■ **Excerpted records**:
= = = = =
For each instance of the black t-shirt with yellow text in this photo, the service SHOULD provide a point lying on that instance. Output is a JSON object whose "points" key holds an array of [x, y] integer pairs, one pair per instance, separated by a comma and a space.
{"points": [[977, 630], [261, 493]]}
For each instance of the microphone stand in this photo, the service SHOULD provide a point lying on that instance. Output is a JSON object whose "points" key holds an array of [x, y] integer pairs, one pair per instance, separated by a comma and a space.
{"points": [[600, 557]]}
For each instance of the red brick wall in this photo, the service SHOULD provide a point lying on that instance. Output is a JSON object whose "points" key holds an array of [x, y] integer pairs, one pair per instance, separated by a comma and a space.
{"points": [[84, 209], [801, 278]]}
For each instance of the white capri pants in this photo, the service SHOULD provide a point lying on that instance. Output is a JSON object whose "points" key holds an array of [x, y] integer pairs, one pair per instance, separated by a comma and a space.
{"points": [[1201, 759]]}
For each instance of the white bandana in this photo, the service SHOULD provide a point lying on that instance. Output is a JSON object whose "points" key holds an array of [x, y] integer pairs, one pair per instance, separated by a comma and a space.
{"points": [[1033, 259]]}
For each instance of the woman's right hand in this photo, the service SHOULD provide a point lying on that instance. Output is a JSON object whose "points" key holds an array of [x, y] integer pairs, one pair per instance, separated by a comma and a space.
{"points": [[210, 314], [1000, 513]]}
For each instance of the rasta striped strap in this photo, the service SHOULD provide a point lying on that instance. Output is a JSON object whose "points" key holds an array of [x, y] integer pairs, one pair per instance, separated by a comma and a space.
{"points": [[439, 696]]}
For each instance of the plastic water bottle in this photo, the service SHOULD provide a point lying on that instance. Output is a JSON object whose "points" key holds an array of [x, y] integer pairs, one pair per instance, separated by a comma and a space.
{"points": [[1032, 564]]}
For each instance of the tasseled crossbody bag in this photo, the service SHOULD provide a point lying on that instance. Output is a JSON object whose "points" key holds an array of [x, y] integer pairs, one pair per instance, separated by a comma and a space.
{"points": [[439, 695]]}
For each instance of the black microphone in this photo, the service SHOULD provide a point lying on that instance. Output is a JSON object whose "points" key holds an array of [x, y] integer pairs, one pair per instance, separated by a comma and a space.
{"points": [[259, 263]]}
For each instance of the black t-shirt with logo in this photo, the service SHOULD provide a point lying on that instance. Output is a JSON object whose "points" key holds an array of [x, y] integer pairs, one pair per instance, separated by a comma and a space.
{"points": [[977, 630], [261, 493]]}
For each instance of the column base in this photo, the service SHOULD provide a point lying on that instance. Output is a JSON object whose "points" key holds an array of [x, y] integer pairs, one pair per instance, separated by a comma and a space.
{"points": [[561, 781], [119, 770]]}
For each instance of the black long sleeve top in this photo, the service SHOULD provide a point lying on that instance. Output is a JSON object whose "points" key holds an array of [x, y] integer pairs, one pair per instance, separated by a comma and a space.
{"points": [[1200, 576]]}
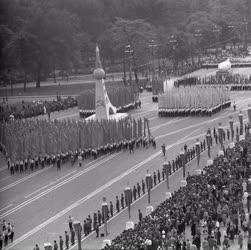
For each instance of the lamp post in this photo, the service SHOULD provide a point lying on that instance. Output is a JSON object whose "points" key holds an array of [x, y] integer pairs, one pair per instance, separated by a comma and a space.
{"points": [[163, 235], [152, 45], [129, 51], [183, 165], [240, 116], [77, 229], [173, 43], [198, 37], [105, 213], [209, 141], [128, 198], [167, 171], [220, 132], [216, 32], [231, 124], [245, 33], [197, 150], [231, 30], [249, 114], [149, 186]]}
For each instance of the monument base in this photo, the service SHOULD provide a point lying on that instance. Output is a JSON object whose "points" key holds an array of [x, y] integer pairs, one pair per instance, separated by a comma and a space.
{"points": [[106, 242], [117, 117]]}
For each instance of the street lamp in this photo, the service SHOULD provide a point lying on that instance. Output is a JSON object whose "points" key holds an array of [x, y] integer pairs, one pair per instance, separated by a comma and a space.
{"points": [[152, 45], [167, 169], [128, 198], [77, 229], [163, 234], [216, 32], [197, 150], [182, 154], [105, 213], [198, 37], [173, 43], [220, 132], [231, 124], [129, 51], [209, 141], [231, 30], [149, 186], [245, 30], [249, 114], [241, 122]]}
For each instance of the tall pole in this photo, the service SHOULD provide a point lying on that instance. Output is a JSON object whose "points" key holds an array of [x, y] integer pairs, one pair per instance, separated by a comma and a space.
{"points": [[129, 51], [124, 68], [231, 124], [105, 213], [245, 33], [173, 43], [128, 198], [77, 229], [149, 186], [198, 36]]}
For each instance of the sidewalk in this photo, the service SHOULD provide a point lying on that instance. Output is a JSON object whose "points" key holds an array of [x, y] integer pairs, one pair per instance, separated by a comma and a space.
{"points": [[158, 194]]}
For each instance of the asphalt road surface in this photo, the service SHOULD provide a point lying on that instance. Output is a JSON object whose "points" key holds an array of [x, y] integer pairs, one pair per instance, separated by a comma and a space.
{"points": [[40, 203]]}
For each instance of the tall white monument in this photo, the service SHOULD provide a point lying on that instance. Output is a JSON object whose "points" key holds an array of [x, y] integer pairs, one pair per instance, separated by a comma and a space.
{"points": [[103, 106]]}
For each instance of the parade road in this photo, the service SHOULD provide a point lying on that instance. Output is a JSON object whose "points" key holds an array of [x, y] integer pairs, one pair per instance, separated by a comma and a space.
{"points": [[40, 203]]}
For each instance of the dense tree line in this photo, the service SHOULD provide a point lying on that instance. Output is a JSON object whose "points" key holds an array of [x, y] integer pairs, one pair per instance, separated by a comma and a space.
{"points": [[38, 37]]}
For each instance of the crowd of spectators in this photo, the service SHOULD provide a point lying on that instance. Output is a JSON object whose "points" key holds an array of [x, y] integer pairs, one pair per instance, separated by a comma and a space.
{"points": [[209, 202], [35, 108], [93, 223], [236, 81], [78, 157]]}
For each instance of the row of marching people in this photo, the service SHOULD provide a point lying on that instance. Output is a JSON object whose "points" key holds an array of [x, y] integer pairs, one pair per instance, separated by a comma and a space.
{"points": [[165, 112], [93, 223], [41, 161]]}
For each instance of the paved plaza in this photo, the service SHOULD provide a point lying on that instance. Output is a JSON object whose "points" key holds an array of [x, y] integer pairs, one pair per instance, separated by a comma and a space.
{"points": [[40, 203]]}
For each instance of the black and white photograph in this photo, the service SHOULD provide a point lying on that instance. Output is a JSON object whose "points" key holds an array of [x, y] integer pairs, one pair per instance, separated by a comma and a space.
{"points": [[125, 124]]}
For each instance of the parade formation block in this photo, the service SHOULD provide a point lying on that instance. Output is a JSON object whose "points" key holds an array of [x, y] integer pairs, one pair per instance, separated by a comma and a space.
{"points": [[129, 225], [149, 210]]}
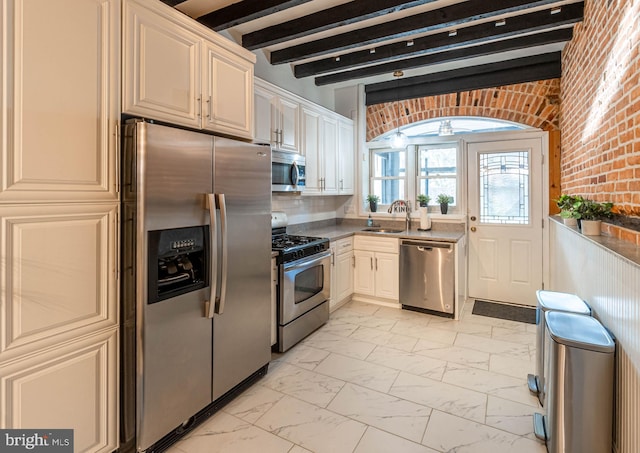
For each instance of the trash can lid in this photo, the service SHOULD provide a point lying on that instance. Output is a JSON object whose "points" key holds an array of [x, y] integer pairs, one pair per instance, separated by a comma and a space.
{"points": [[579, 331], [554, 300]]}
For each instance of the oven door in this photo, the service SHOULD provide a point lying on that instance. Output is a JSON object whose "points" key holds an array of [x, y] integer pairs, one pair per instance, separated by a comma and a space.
= = = = =
■ **Task to complete**:
Pictures are to be left out; please print the rest of the records above word for word.

■ **Result below**:
For each instance of the black t-shirt with yellow text in this photo, the service SHOULD provide a point lying on that instance. Output is a JSON object whose "points" key holds an array of [x, y] integer pairs, one pair per instance, separated by a comma and a space.
{"points": [[977, 630], [261, 493]]}
For each instance of the microphone stand in this photo, the service SHOULD provide a point lying on that instance. Output is a JSON object whose "points" key holds an array of [x, y] integer pairs, one pair per instance, separated by a comma and a space.
{"points": [[600, 557]]}
For each instance of the red brick wall in this photo, the service SHOULD provide a point lying on that instance. Output is a JSON object whose "points" key holds an array of [x, y] integer pairs, one pair per instance, separated by a comma and a space.
{"points": [[84, 209], [801, 278]]}
For each instance of the white capri pants in this photo, the service SHOULD provide a point lying on that instance. Output is a JSON object whose "points" key holds an array of [x, y] integer pairs, one pair per instance, separated by a comma and a space.
{"points": [[1201, 759]]}
For each instance of the white bandana in this photo, the service SHOULD provide a point lying on that instance. Output is a JSON object whose "points" key holds an array of [x, y] integer pairs, one pair per instance, separated by a comma and a space.
{"points": [[1033, 259]]}
For each instance of the woman's right hand in this photo, the service SHOULD provide a point lying on that instance. Output is a JSON object whose "points" key holds an array of [x, y] integer pairs, one pair per instance, separated by a comma and a space.
{"points": [[210, 314], [1000, 513]]}
For each instance of the rasta striped strap in this photo, the service SHOULD provide a point lying on that instance. Output is a JSON object whose "points" key holds an array of [x, y] integer pairs, one pair per instance, separated by a comma and a space.
{"points": [[439, 696]]}
For each instance of the plastic water bottle in this photo, the service SHOULD provide a point lying on that instance. Output is a JSON object whose "points" key holds an array of [x, y] integer pairs, one pair per instance, separated by a comma and a space.
{"points": [[1032, 564]]}
For each instance of the tasseled crossbody bag in this photo, the service SHOULD provide a point lying on that instance. Output is a JSON object whose "points" key holds an array of [x, y] integer pairs, one pair per instance, separated by a comma and a space.
{"points": [[439, 695]]}
For each instance of the black microphone in this photo, the service SHOULD provide a point lying on that instance. Output is a JSON object whose "points" key holds an array of [x, y] integer pairs, one pair per instance, separated by a comma and a space.
{"points": [[259, 263]]}
For each instance of the black t-shirt with logo in this photo, the service SHOULD provide a point lying on that instance. Output is a JSON object whose "points" key holds an array of [x, y] integer pairs, one pair per instance, separated by a comma and a space.
{"points": [[977, 630], [261, 493]]}
For each instance of the column base in this photo, the service SHOULD provide a point lying on that instance. Output is a JSON object whose "points" key holds an array of [x, y] integer pairs, one pair per instance, separated by a comma and a space.
{"points": [[561, 781], [119, 770]]}
For each instance of the black long sleeve top in this photo, the service SHOULD provide a point lying on that instance. Output is a JSON object whose "points" key holds an array of [x, y] integer pairs, one pair per instance, separated by a comma and a space.
{"points": [[1200, 576]]}
For each instance of the lamp post in this photo, the service SHOULD provide a point lying on that instance. Output is a JSON object whose "points" key holds an array of [x, y] integer pairs, one pair per instance, separated by a comma and a space.
{"points": [[163, 235], [152, 45], [129, 51], [183, 165], [240, 116], [77, 229], [173, 43], [198, 37], [105, 213], [209, 141], [128, 198], [167, 171], [220, 132], [216, 32], [231, 124], [245, 33], [197, 150], [231, 30], [249, 114], [149, 186]]}
For each instance of the monument base in this photo, the service SHOULD provide a point lying on that instance. Output is a JSON object whose "points" key holds an array of [x, y] integer pairs, one pair per instance, separated by a comma and a space.
{"points": [[106, 242], [117, 117]]}
For each instance of the street lamp in this photo, the service SHOULD provide a point lying on that instance. Output is a JSON object whose "points" key holds an array of [x, y] integer pairs, one pair per instance, separated by a comma and a space.
{"points": [[152, 45], [167, 169], [128, 198], [77, 229], [163, 234], [216, 32], [197, 150], [182, 154], [105, 213], [198, 37], [173, 43], [220, 132], [231, 124], [129, 51], [209, 141], [231, 30], [149, 186], [245, 30], [249, 114], [241, 122]]}
For each instance of the tall pole in this photo, the service SHOULD provide a point lying on that instance. Output is a JSON object whose "points" key holds an array of [x, y] integer pairs, one pair per instance, separated by a comma and a space.
{"points": [[129, 51], [124, 68], [231, 124], [105, 213], [245, 33], [173, 43], [128, 198], [77, 229], [149, 186], [198, 36]]}
For each instance of the sidewalk in this photo, the service SHOULD provide a point lying on that instance. Output is a JSON object whose "points" key holds an array of [x, y] integer pairs, one pair per instance, separated by a comma and a space.
{"points": [[158, 194]]}
For each instance of the asphalt road surface in this photo, the service SHOULD provide a point lying on that instance. Output is a JSON object whose "points" key holds an array of [x, y] integer pairs, one pair per instance, separated by a comma and a space.
{"points": [[40, 203]]}
For each instance of the tall white monument in this photo, the service SHOULD provide a point lying on that instance. Output is a JSON object whose "points" key holds an array of [x, y] integer pairs, one pair per instance, separated by a comma and a space.
{"points": [[103, 106]]}
For each instance of the parade road in this photo, the service SHOULD provide a point lying on that instance. Output is a JSON object whose "points" key holds an array of [x, y] integer pairs, one pair per instance, separated by a comma and a space.
{"points": [[40, 203]]}
For each instance of the dense tree line in this photo, the service SHOULD provide a point lying on that instance. Output is a JSON object whose "points" key holds an array of [x, y] integer pairs, one pair per instance, separated by a comma and a space.
{"points": [[38, 37]]}
For each instance of the crowd of spectators in this photo, the service SHOULD provide a point lying on that instance. Output is a JSON object whose "points" key holds an array of [x, y] integer pairs, one pair per instance, separated by a comma and a space.
{"points": [[209, 202], [35, 108], [93, 223], [236, 81], [78, 157]]}
For each instance of the row of marching people in this photo, the service SHOULD provide a point lying on that instance. Output is a JSON object whose "points" key holds an array of [x, y] integer pairs, one pair per instance, separated by a comma and a space.
{"points": [[165, 112], [93, 223], [41, 161]]}
For each instance of the paved plaza in this photo, the service SHOULD provide a point lying on that instance. Output is a JSON object whose "points" key holds an array of [x, y] integer pairs, one pair per instance, separated by a comma and a space.
{"points": [[40, 203]]}
For each instance of the black and white photograph in this photo, the service SHOULD provide a point lying on that instance. Output is a JSON object whose "points" key holds an array of [x, y] integer pairs, one pair per instance, separated by a comma and a space.
{"points": [[125, 124]]}
For each instance of the parade formation block in this photo, the service SHOULD provide a point lying on that instance. Output is a JSON object whose "points" key holds an array of [x, y] integer pairs, one pair per instance, separated by a comma and a space.
{"points": [[129, 225], [149, 210]]}
For each instance of the trash can lid in this photo, the service SHOULD provide a point lying on that instance. Output is a JSON object whose "points" key holds an array of [x, y] integer pairs, one pair per instance, separated by a comma and a space.
{"points": [[579, 331], [554, 300]]}
For each instance of the oven door in this photo, the service SHOULD provide a point lying on that instance. Output is a JSON object whose "points" key holds an array of [x, y] integer pairs, one pair per instance, separated by a comma and a space.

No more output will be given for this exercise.